— Start PROVIDED INFORMATION —
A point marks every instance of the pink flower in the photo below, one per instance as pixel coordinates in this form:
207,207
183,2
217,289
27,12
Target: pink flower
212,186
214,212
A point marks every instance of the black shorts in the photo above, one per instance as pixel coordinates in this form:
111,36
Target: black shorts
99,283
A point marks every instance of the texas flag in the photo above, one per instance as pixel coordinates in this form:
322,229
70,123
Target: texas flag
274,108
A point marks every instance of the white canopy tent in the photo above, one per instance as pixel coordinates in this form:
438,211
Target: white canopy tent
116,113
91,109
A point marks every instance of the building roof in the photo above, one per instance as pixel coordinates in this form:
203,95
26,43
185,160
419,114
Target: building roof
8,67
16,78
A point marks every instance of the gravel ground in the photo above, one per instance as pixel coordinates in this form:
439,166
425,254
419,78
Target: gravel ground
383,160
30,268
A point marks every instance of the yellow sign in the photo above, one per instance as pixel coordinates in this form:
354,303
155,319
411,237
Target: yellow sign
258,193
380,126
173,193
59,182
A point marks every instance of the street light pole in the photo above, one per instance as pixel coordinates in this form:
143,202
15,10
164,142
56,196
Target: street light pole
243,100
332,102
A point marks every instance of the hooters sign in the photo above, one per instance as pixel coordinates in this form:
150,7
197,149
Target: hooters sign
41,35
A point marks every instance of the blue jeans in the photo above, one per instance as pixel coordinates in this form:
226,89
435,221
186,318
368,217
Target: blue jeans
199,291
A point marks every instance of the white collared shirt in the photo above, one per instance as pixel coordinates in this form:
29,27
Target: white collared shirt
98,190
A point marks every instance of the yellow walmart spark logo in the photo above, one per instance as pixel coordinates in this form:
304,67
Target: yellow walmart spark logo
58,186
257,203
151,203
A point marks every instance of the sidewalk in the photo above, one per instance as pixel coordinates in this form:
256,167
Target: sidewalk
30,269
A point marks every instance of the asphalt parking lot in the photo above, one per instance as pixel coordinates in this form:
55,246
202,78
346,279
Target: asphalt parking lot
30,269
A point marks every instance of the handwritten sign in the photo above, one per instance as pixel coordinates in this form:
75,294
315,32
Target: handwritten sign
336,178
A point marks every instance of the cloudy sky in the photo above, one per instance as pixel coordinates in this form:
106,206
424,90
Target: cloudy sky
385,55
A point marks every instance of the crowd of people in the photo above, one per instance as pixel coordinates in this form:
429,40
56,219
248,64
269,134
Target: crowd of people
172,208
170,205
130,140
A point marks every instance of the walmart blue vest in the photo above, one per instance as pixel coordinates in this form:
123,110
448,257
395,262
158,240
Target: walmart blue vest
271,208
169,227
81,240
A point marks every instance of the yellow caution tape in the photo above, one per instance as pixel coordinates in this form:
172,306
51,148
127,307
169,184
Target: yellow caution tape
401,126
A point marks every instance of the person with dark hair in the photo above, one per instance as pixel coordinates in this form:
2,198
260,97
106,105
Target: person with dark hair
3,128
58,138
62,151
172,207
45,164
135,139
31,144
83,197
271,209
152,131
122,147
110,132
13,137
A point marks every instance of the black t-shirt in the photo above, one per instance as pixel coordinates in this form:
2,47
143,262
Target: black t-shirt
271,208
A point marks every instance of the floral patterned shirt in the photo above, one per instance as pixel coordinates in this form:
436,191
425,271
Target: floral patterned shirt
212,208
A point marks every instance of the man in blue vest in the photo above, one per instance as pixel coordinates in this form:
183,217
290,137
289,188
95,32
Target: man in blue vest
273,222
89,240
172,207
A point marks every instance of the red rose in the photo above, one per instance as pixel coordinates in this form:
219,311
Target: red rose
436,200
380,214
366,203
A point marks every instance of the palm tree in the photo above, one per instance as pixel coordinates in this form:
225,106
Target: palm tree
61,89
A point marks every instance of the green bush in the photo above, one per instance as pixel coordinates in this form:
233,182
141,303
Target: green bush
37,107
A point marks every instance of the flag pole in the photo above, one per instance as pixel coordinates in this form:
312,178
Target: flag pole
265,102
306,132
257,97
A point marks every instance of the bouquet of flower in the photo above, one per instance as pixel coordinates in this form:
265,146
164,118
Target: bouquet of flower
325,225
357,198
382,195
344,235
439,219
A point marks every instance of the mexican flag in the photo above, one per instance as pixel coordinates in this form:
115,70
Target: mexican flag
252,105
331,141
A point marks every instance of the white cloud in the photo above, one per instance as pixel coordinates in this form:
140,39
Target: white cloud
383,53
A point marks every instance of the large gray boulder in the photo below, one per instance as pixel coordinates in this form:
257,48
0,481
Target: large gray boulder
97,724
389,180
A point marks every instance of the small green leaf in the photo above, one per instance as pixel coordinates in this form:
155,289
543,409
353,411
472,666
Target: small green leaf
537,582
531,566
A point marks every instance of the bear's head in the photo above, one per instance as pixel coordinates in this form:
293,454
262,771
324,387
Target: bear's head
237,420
— End PROVIDED INFORMATION —
*AIM*.
Transcribe the entire listing above precisely.

*EXERCISE OUTPUT*.
A point marks every instance of the pink flower in the photo below, one per instance as pixel coordinates in this form:
207,207
183,2
217,289
27,12
Target: pink flower
212,186
214,212
A point marks every instance of the black shorts in the photo above, one per instance as pixel coordinates in this form:
111,36
Target: black shorts
99,283
A point marks every instance of the texas flag in the photo above, one per instance as pixel coordinates in this form:
322,229
70,123
Target: texas flag
274,108
A point marks every instance of the white canopy tent in the photo above, one per instance as pixel coordinates in this form:
438,211
Target: white canopy tent
116,113
91,109
A point marks every instance of the building roof in the photo above, one per instance as pixel coordinates in this form:
203,95
26,43
185,160
419,114
Target: building roof
8,67
16,78
A point marks every instance of the gravel ground in the photo above, one per instance as pixel coordinates in this form:
439,166
425,254
419,78
Target: gravel ground
383,160
30,268
A point marks every instance of the yellow sign in the photo above, one per instance as pixel coordinates in this form:
354,303
155,319
411,237
Target: yellow sign
258,193
380,126
173,193
59,182
A point marks every instance of the street light pole in the photo above, one per instance as pixel coordinates in this form:
143,202
15,10
164,142
56,196
Target: street light pole
243,100
332,102
A point marks every instance of the hooters sign in the photo above, one per instance as pixel coordinates in this form:
150,7
197,149
Target: hooters sign
41,35
A point marks every instance of the blue jeans in the photo above, one per instance as pixel coordinates in this form:
226,89
435,221
186,318
368,217
Target: blue jeans
199,291
A point marks every instance of the white collared shirt in the photo above, one per instance as pixel coordinates in this form:
29,27
Target: white collared shirt
98,190
A point marks every instance of the yellow walmart spark logo in the photo above, one per instance as pixel coordinates in this form:
304,67
Target: yellow walmart spark logo
58,186
257,203
151,203
A point marks every instance of the sidewalk in the photo above, one per instance as pixel coordinates in this form:
256,167
Target: sidewalk
30,269
A point marks every instance of the asphalt parking lot in the photo above, one per instance as pixel coordinates in this form:
55,246
202,78
346,279
Target: asphalt parking lot
30,269
A point marks every instance of the handwritten sign in the photo above, one per instance as pixel coordinates in this form:
75,294
315,32
Target: handwritten sign
336,178
A point marks every instance of the cloudy sky in the photo above, one per instance as pixel coordinates in this form:
106,206
424,90
Target: cloudy sky
385,55
A point marks every instance of the crowd of people in the photo above, one per instance as pixel coordinates in this form:
429,40
56,219
248,64
269,134
Target: crowd of people
172,208
170,205
130,140
A point marks every instance of the walmart blue vest in the photo above, one per instance as pixel coordinates in this form:
123,110
448,257
395,262
158,240
Target: walmart blue vest
271,208
169,227
81,240
A point marks every instance of the yellow caution tape in the photo above, one per instance as pixel coordinates in this form:
172,306
51,148
127,307
169,184
Target: yellow caution tape
401,126
A point marks every instance of the person with dark hair in the photo above, one per instance as pixel coordinates in this form:
2,198
260,97
106,105
Target: person with dark hair
3,128
58,138
62,151
172,207
45,164
135,139
31,144
83,197
271,209
152,131
122,147
110,132
13,137
A point marks every instance of the black t-shirt in the photo above, one per instance as pixel coordinates in this form:
2,47
143,262
Target: black t-shirt
271,208
A point marks every instance of the floral patterned shirt in the photo above, one per instance as pixel coordinates in this form:
436,191
425,271
Target: floral patterned shirt
212,208
A point marks every instance of the man in blue vest in the photo above, one per instance as pixel coordinates in this form:
183,217
290,137
289,188
95,32
Target: man in blue vest
273,222
89,240
172,207
A point marks every instance of the red rose in the photo above, one per instance as pixel coordinates in this form:
219,311
Target: red rose
436,200
380,214
366,203
A point marks every instance of the palm tree in the photo above, one per instance as pixel coordinates in this form:
225,106
Target: palm tree
61,89
A point marks every instance of the green bush in the photo above, one per instance as pixel coordinates in this form:
233,182
141,303
Target: green bush
37,107
A point marks every instance of the flag pole in the photo above, one per instance as pixel coordinates in this form:
312,178
Target: flag pole
265,102
306,132
257,97
A point marks every instance of the bouquet of flower in the photo above, one per instance as pixel coordinates in this form:
265,146
164,118
Target: bouquet of flower
325,225
357,198
382,195
344,235
439,219
A point marks every instance of the mexican flag in the photo above, one per instance as pixel coordinates in this form:
115,70
Target: mexican flag
252,105
331,141
A point marks every instance of the white cloud in the photo above, one per instance as pixel coordinates in this form:
140,39
Target: white cloud
383,53
A point marks every instance of the large gray boulder in the photo below, one per instance as pixel coordinates in this form:
257,48
0,481
Target: large gray boulder
97,724
389,180
A point marks every instance of the small green leaf in the photo above, one per instance as pixel coordinates in this form:
155,289
543,409
353,411
472,666
Target: small green leaf
537,582
531,566
A point marks every instance of the bear's head in the photo above, one per instance as pixel coordinates in this form:
293,454
262,771
324,387
Target: bear's head
237,420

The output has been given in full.